Short exercise> Update the data from its beginning through the line containing "(1052, 417)", replacing "lioness front leg" with "lioness foreleg" and leaving everything else unchanged.

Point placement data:
====

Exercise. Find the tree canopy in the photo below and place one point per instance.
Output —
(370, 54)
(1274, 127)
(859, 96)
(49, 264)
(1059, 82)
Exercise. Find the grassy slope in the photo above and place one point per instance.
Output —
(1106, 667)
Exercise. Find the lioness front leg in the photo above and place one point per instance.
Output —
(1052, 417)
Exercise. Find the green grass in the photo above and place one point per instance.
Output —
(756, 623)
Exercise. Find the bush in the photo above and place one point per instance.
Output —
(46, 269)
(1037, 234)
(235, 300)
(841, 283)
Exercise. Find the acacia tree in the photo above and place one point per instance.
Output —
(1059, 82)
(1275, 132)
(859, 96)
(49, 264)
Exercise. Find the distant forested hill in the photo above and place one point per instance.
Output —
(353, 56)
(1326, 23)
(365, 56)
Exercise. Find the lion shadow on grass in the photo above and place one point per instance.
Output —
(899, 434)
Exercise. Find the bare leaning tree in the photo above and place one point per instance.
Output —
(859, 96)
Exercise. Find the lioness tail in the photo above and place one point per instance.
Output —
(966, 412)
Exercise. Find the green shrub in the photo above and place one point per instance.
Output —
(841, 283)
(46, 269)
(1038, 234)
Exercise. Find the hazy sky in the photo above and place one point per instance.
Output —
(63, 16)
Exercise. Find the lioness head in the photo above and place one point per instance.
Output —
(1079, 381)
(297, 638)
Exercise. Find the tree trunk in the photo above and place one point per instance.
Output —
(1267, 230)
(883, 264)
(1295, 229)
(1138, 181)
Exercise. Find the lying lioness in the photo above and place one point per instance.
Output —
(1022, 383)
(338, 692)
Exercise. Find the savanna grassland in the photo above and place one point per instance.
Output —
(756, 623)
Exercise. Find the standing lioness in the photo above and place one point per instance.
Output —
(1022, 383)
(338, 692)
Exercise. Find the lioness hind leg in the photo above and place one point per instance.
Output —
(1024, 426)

====

Exercise answer>
Exercise. Find the tree canopy in the photo below and place one point per instance.
Output —
(370, 54)
(1274, 127)
(859, 96)
(49, 264)
(1059, 82)
Exercise. Find the grassy slope in the photo above and place one point per instance.
Output —
(1106, 667)
Exercise. Find the lioness foreleg in the photo above and place one point per instance.
Output —
(1052, 417)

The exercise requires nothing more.